**Problem details:**
Please print the rows below word for word, leaving out the pictures.

**Data for this exercise:**
╔══

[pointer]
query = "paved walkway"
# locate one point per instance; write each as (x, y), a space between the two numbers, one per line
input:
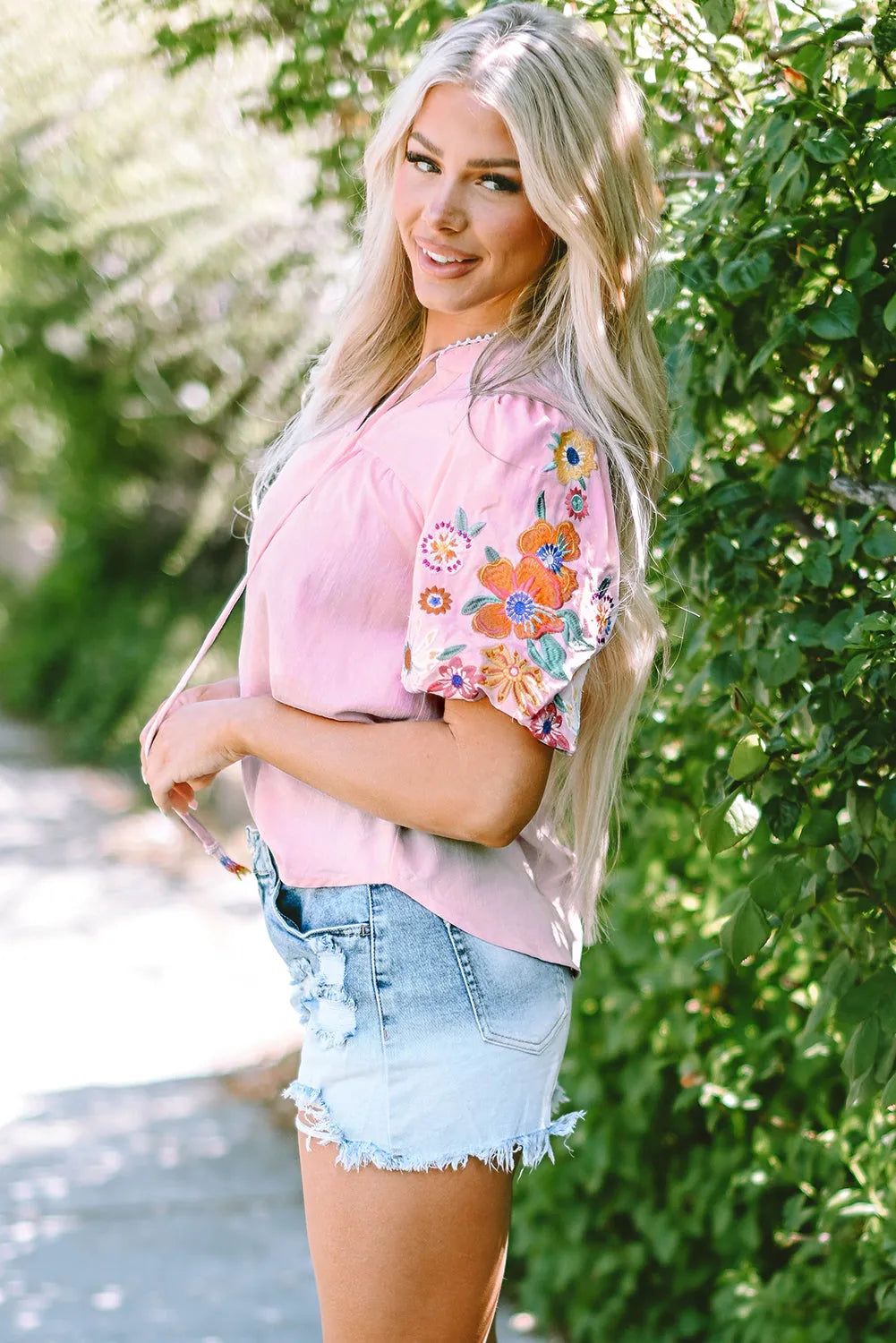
(147, 1195)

╚══

**Result:**
[pointer]
query = "paved walkway"
# locate one point per instance; write each as (x, y), a space between the two numbers, one per line
input:
(147, 1195)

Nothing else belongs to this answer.